WORK TASK:
The output should be identical to the entries that follow.

+++ INPUT DATA +++

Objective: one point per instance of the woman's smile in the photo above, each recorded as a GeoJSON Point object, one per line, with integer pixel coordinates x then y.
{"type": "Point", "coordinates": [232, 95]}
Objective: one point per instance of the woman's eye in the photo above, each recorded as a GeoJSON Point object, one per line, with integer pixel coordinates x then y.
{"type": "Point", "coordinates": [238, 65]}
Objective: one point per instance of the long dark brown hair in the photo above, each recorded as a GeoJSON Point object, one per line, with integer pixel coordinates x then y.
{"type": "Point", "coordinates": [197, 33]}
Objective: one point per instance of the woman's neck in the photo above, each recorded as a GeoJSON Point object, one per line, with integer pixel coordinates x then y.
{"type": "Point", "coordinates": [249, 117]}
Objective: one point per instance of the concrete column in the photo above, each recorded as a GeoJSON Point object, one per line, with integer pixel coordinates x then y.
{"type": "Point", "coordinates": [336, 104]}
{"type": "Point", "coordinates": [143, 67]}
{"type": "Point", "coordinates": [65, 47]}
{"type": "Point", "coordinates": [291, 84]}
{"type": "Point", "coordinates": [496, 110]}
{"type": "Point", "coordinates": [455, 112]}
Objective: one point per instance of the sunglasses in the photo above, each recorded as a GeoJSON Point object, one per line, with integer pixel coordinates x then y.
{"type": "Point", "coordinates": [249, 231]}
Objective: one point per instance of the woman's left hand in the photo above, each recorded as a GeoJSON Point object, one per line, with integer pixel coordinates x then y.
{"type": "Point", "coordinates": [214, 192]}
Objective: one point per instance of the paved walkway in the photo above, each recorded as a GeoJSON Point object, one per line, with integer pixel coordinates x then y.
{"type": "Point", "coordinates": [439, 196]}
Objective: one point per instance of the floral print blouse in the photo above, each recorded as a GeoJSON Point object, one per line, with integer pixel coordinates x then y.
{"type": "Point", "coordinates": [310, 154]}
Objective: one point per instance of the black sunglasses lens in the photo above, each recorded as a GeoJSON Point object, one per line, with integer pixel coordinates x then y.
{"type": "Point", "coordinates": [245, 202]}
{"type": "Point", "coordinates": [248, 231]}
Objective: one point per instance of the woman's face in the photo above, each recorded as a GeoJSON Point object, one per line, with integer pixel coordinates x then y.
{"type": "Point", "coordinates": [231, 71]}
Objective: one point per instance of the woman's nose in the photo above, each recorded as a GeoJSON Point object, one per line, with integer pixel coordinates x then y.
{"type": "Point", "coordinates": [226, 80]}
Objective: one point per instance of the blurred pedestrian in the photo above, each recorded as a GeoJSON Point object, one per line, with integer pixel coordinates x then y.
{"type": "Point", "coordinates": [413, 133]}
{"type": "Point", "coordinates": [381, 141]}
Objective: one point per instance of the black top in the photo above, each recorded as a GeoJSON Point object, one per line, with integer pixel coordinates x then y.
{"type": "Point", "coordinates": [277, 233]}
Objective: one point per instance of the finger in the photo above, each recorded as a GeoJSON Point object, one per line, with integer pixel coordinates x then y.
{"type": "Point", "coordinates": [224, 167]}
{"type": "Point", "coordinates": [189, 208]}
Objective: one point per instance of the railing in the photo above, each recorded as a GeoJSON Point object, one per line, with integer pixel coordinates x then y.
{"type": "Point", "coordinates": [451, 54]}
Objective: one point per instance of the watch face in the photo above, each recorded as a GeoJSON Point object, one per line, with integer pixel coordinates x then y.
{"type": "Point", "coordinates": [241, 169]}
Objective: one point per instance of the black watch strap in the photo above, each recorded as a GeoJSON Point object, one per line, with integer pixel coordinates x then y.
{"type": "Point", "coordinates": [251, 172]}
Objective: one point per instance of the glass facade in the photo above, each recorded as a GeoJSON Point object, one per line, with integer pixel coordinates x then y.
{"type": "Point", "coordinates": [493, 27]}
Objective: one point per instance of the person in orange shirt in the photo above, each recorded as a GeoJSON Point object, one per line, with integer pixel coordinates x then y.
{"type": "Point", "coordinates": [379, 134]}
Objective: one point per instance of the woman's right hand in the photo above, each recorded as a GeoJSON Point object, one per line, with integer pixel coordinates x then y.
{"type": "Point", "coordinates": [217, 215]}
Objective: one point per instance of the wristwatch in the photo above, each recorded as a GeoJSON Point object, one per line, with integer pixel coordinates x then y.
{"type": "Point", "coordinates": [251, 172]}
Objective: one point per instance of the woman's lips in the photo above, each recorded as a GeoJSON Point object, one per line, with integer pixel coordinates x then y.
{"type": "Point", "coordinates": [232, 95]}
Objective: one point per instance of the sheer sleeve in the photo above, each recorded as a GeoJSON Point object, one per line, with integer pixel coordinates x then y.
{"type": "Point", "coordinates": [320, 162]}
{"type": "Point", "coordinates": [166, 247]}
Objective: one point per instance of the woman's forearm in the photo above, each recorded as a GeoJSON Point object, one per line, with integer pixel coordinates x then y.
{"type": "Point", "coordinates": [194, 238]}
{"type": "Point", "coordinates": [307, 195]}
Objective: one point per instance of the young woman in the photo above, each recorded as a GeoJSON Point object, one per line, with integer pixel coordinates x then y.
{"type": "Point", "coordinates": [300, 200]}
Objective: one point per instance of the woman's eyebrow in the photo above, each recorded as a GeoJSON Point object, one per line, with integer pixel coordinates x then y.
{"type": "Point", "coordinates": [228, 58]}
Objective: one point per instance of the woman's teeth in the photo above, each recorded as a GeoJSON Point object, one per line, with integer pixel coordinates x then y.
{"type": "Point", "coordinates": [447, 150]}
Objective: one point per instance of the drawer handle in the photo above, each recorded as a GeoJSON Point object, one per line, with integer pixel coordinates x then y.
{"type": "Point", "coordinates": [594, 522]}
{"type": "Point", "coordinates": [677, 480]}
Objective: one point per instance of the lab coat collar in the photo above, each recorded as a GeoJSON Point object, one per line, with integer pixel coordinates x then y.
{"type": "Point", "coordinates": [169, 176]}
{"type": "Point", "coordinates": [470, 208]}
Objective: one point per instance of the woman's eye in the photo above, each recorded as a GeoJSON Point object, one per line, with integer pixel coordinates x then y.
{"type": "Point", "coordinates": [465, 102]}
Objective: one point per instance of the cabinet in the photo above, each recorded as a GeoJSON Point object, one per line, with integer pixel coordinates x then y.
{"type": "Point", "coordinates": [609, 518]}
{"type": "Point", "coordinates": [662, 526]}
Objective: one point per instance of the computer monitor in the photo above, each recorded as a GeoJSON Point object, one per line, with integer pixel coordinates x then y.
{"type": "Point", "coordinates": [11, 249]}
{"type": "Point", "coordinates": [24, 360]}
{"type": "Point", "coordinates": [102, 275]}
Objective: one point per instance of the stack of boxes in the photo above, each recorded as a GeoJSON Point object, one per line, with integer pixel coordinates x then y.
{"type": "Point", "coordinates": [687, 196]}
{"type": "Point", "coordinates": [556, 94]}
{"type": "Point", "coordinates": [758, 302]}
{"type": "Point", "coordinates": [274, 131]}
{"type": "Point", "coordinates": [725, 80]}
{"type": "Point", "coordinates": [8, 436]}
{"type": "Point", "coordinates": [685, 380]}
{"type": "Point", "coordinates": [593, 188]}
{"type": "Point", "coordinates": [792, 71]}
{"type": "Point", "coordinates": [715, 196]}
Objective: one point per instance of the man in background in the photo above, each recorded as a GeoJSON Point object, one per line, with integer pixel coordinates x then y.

+++

SOLUTION TO THIS EXERCISE:
Objective: one point per instance of the woman's smile in the photo above, each recorded as a GeoJSON Point object, one per line, with integer pixel coordinates x then y.
{"type": "Point", "coordinates": [232, 95]}
Objective: one point per instance of the woman's eye in the photo above, each recorded as a GeoJSON Point object, one per line, with integer pixel coordinates x then y.
{"type": "Point", "coordinates": [238, 65]}
Objective: one point per instance of the long dark brown hair in the photo above, each recorded as a GeoJSON Point object, one per line, with integer pixel coordinates x then y.
{"type": "Point", "coordinates": [197, 33]}
Objective: one point per instance of the woman's neck in the photo above, each recorded as a GeoJSON Point object, one per line, with integer pixel coordinates x then y.
{"type": "Point", "coordinates": [249, 117]}
Objective: one point per instance of the concrete column in the photo above, each recorded as a GeoJSON Point object, one per line, with integer pixel coordinates x then y.
{"type": "Point", "coordinates": [336, 104]}
{"type": "Point", "coordinates": [143, 67]}
{"type": "Point", "coordinates": [65, 47]}
{"type": "Point", "coordinates": [291, 84]}
{"type": "Point", "coordinates": [496, 110]}
{"type": "Point", "coordinates": [455, 112]}
Objective: one point per instance of the sunglasses in the photo above, each recorded as a GeoJSON Point object, one per line, with integer pixel coordinates x then y.
{"type": "Point", "coordinates": [249, 231]}
Objective: one point per instance of the woman's left hand in the photo above, each recorded as a GeoJSON Point object, one per line, with integer pixel coordinates x then y.
{"type": "Point", "coordinates": [214, 192]}
Objective: one point per instance of the paved walkway in the photo above, each recorded as a GeoJSON Point object, one per line, with integer pixel coordinates x then y.
{"type": "Point", "coordinates": [439, 196]}
Objective: one point per instance of the floral print blouse in the photo above, each recorded as a GeoJSON Point object, one per line, with integer pixel coordinates x then y.
{"type": "Point", "coordinates": [310, 154]}
Objective: one point per instance of the black sunglasses lens in the photo above, each recorded as a GeoJSON Point object, one per line, with integer pixel coordinates x then y.
{"type": "Point", "coordinates": [245, 202]}
{"type": "Point", "coordinates": [248, 231]}
Objective: one point per instance of the woman's face in the photo above, each recorded as a GeoJSON Point object, one per line, with integer pixel coordinates x then y.
{"type": "Point", "coordinates": [231, 71]}
Objective: one point per instance of the woman's nose in the photo above, each recorded as a GeoJSON Point object, one per line, with integer pixel coordinates x then y.
{"type": "Point", "coordinates": [226, 80]}
Objective: one point per instance of the blurred pedestrian in the photo above, each recorded as a GeoJSON Point object, one per line, with integer pixel coordinates x then y.
{"type": "Point", "coordinates": [413, 133]}
{"type": "Point", "coordinates": [381, 141]}
Objective: one point per instance of the black top in the photo above, each recorded as a GeoJSON Point object, one per line, with integer pixel coordinates x then y.
{"type": "Point", "coordinates": [277, 233]}
Objective: one point per instance of the finger in the photo above, each recorded as a GeoJSON Point object, one per line, with integer pixel coordinates x then y.
{"type": "Point", "coordinates": [224, 167]}
{"type": "Point", "coordinates": [189, 208]}
Objective: one point per instance of the railing in the photo above, each recorded as a GeoJSON Point object, one per line, with integer pixel coordinates x then y.
{"type": "Point", "coordinates": [451, 54]}
Objective: one point per instance of the watch face in the photo above, each recorded as a GeoJSON Point object, one per line, with integer pixel coordinates x then y.
{"type": "Point", "coordinates": [241, 169]}
Objective: one point per instance of the black watch strap in the photo above, each recorded as a GeoJSON Point object, one per line, with integer pixel coordinates x then y.
{"type": "Point", "coordinates": [251, 172]}
Objective: one point per instance of the glass facade in the photo above, each recorded as a GeoJSON Point object, one per line, with integer pixel coordinates x then y.
{"type": "Point", "coordinates": [493, 27]}
Objective: one point per instance of the person in orange shirt in the photo above, each recorded as a GeoJSON Point object, one per line, with integer pixel coordinates x then y.
{"type": "Point", "coordinates": [379, 134]}
Objective: one point per instance of the woman's right hand in the photo above, each recorded as a GeoJSON Point object, one per line, with integer pixel coordinates x then y.
{"type": "Point", "coordinates": [217, 215]}
Objective: one point per instance of the wristwatch in the photo above, each recorded as a GeoJSON Point object, one per line, with integer pixel coordinates x then y.
{"type": "Point", "coordinates": [251, 172]}
Objective: one point per instance of the woman's lips in the photo above, each recorded as a GeoJSON Point object, one per line, with integer pixel coordinates x then y.
{"type": "Point", "coordinates": [232, 95]}
Objective: one point per instance of the sheer sleeve in the photo above, each recorded as a GeoJSON Point object, one per line, with integer pixel coordinates x then y.
{"type": "Point", "coordinates": [320, 162]}
{"type": "Point", "coordinates": [166, 247]}
Objective: one point per instance of the woman's forearm in the photo above, each recorded as a GeoJSON Point object, one per line, with integer pixel coordinates x then y.
{"type": "Point", "coordinates": [194, 238]}
{"type": "Point", "coordinates": [307, 195]}
Objective: one point per instance of the young woman in the photo above, each recorded as a GeoJSON Point object, one per line, with integer pixel coordinates x then y.
{"type": "Point", "coordinates": [300, 200]}
Objective: one point per instance of the woman's eyebrow in the photo above, each recorded as a GeoJSON Point object, one per line, with integer pixel coordinates x then y.
{"type": "Point", "coordinates": [228, 58]}
Objective: one point per instance of the woman's teeth in the photo above, each recorded as a GeoJSON Point object, one per line, with integer pixel coordinates x then y.
{"type": "Point", "coordinates": [447, 150]}
Objective: one point per instance of the drawer handle in the photo above, each recorded as a GeoJSON Point object, one per line, with integer pixel coordinates x then y.
{"type": "Point", "coordinates": [594, 522]}
{"type": "Point", "coordinates": [677, 480]}
Objective: one point per instance of the lab coat collar in the photo above, each recorded as a GeoJSON Point object, one per line, with integer pixel coordinates x then y.
{"type": "Point", "coordinates": [169, 176]}
{"type": "Point", "coordinates": [470, 208]}
Objective: one point per instance of the woman's eye in the photo above, each recorded as a GeoJSON Point object, one per line, with integer pixel coordinates x then y.
{"type": "Point", "coordinates": [465, 102]}
Objective: one point per instance of the cabinet in the photo above, each recorded as a GeoJSON Point object, one per line, with integer pixel coordinates x then y.
{"type": "Point", "coordinates": [609, 518]}
{"type": "Point", "coordinates": [662, 526]}
Objective: one point per instance of the computer monitor in the photo above, each recorded as a GeoJSON Point object, one per line, with integer pixel coordinates x then y.
{"type": "Point", "coordinates": [11, 249]}
{"type": "Point", "coordinates": [24, 360]}
{"type": "Point", "coordinates": [102, 275]}
Objective: one point per instance of the stack of boxes in the photo above, each recorded as a GeoJSON Point object, one per line, with integer pixel coordinates x then y.
{"type": "Point", "coordinates": [687, 196]}
{"type": "Point", "coordinates": [556, 94]}
{"type": "Point", "coordinates": [758, 302]}
{"type": "Point", "coordinates": [274, 131]}
{"type": "Point", "coordinates": [725, 80]}
{"type": "Point", "coordinates": [8, 436]}
{"type": "Point", "coordinates": [685, 380]}
{"type": "Point", "coordinates": [593, 188]}
{"type": "Point", "coordinates": [792, 71]}
{"type": "Point", "coordinates": [715, 196]}
Objective: one point per instance of the man in background in the photo above, each recorded as a GeoJSON Point object, one per line, with integer pixel coordinates x then y.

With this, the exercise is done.